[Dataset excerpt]
"""

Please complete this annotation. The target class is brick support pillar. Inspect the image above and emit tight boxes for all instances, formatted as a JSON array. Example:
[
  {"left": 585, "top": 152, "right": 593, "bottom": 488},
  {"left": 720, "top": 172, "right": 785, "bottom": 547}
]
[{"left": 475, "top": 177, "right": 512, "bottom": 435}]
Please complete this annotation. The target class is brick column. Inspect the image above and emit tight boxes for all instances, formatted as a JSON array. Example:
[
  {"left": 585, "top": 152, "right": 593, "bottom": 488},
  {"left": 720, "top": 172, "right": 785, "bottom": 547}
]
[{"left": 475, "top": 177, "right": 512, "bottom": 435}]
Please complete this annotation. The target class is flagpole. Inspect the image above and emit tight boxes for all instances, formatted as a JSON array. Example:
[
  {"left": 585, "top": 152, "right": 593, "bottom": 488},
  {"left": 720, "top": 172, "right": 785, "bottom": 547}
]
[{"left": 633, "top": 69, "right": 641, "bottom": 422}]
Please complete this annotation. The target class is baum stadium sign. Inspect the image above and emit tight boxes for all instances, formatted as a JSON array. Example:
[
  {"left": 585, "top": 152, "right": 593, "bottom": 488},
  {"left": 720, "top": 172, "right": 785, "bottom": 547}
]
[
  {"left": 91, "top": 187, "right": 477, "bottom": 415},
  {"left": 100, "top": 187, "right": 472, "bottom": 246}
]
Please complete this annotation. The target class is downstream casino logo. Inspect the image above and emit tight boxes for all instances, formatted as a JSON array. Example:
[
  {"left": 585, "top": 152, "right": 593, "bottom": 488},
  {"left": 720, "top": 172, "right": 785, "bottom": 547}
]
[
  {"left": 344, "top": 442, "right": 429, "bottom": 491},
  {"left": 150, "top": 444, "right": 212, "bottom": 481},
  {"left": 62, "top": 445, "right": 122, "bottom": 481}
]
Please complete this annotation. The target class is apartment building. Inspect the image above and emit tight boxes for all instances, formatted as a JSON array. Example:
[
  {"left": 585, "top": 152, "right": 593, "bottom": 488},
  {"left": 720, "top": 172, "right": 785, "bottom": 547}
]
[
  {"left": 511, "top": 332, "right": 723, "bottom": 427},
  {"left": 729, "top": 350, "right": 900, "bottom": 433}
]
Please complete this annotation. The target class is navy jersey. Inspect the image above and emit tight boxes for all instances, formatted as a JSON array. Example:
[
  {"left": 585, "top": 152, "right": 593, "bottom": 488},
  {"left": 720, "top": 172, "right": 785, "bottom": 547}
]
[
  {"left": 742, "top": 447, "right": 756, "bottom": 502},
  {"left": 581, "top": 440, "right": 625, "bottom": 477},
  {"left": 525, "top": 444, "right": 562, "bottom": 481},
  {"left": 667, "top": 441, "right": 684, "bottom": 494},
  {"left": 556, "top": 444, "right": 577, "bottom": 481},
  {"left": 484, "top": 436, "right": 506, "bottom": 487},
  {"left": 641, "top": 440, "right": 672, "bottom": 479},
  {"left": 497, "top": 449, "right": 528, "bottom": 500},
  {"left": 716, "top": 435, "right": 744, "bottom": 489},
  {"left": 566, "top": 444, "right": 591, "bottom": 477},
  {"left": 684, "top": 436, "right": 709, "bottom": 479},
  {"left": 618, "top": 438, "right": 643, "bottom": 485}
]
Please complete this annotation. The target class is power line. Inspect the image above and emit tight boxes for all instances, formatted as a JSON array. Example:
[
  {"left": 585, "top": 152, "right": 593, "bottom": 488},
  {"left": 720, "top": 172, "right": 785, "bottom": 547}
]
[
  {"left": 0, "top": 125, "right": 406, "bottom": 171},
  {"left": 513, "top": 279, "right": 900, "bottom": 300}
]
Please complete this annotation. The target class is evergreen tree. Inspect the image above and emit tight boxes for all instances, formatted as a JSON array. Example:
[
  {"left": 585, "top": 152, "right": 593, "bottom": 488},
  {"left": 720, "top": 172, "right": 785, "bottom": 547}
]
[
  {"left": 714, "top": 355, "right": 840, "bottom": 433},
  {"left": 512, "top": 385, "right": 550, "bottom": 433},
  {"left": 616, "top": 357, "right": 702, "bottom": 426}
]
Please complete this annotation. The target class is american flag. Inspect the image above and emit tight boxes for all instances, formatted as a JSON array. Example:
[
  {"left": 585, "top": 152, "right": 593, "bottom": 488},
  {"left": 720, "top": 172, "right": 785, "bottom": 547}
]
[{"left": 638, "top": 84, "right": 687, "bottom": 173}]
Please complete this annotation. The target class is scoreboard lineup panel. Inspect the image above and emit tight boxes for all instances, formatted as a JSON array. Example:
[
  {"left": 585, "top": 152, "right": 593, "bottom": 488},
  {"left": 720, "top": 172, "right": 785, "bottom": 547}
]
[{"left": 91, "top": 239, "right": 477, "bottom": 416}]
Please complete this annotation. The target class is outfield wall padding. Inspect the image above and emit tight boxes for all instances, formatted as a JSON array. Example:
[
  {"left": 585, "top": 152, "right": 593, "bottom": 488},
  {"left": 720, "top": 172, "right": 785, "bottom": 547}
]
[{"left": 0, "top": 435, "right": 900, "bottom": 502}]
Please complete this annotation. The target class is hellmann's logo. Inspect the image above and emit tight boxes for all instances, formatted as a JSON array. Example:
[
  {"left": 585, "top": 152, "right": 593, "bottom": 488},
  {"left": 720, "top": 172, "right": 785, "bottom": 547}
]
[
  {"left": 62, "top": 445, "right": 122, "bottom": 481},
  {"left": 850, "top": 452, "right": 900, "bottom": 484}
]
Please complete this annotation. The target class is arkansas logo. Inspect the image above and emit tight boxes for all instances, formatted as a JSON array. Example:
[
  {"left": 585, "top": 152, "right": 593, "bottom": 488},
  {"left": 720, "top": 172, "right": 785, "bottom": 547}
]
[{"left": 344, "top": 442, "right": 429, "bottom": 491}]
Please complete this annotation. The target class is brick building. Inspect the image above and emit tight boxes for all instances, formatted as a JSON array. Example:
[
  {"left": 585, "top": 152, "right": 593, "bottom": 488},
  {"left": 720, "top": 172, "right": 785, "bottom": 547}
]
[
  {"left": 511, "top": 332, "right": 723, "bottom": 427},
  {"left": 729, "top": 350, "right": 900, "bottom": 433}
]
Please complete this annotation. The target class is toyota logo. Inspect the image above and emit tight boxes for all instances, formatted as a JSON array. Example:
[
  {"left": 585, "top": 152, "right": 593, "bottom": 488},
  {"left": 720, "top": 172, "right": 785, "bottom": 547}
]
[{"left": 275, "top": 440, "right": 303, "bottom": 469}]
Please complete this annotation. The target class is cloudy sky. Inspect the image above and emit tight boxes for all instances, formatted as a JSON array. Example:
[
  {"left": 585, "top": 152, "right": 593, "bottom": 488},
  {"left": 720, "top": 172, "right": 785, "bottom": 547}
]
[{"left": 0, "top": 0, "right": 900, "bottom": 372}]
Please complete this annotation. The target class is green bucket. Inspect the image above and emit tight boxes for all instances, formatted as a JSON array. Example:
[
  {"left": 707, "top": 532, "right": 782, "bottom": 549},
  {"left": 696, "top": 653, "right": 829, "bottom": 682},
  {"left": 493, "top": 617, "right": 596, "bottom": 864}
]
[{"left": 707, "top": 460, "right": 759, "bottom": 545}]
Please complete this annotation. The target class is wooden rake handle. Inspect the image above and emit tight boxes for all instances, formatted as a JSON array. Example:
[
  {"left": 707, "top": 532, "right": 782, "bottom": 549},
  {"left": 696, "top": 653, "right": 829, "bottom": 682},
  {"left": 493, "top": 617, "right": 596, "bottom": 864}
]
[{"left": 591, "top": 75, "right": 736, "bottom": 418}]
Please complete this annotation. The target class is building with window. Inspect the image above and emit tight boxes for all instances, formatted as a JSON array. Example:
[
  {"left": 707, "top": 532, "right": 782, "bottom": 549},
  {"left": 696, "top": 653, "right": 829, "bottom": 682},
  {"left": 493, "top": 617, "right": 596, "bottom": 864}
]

"""

Each line from the one containing "Please complete this annotation. The target class is toyota" to the end of the records should be echoed exactly, and no other line.

» **ANSWER TO THE EXERCISE**
Please complete this annotation. The target class is toyota logo. Inspect the image above and emit tight boxes for all instances, formatted as a JSON array. Example:
[
  {"left": 585, "top": 152, "right": 593, "bottom": 488},
  {"left": 720, "top": 172, "right": 785, "bottom": 547}
]
[{"left": 275, "top": 440, "right": 303, "bottom": 469}]
Please complete this annotation. The target class is cloudy sky. Inspect the image above and emit tight boxes for all instances, formatted as a JSON array. Example:
[
  {"left": 585, "top": 152, "right": 593, "bottom": 488},
  {"left": 720, "top": 172, "right": 785, "bottom": 547}
]
[{"left": 0, "top": 0, "right": 900, "bottom": 372}]
Please complete this annotation. The target class is green bucket. Inspect the image above and emit tight boxes for all instances, formatted as a JSON array. Example:
[
  {"left": 707, "top": 532, "right": 782, "bottom": 549},
  {"left": 696, "top": 653, "right": 829, "bottom": 682},
  {"left": 493, "top": 617, "right": 596, "bottom": 864}
]
[{"left": 707, "top": 460, "right": 759, "bottom": 545}]
Please complete this annotation. The target class is wooden rake handle. Inspect the image above and emit tight boxes for all instances, formatted as a JSON array. Example:
[
  {"left": 707, "top": 532, "right": 782, "bottom": 549},
  {"left": 696, "top": 653, "right": 829, "bottom": 682},
  {"left": 493, "top": 617, "right": 596, "bottom": 864}
]
[{"left": 591, "top": 75, "right": 736, "bottom": 418}]
Please complete this annotation. The target class is building with window. Inspect the image above and emit tight boxes for all instances, formatted as a JSON array. Example:
[
  {"left": 707, "top": 532, "right": 782, "bottom": 549},
  {"left": 696, "top": 653, "right": 829, "bottom": 682},
  {"left": 493, "top": 617, "right": 596, "bottom": 864}
]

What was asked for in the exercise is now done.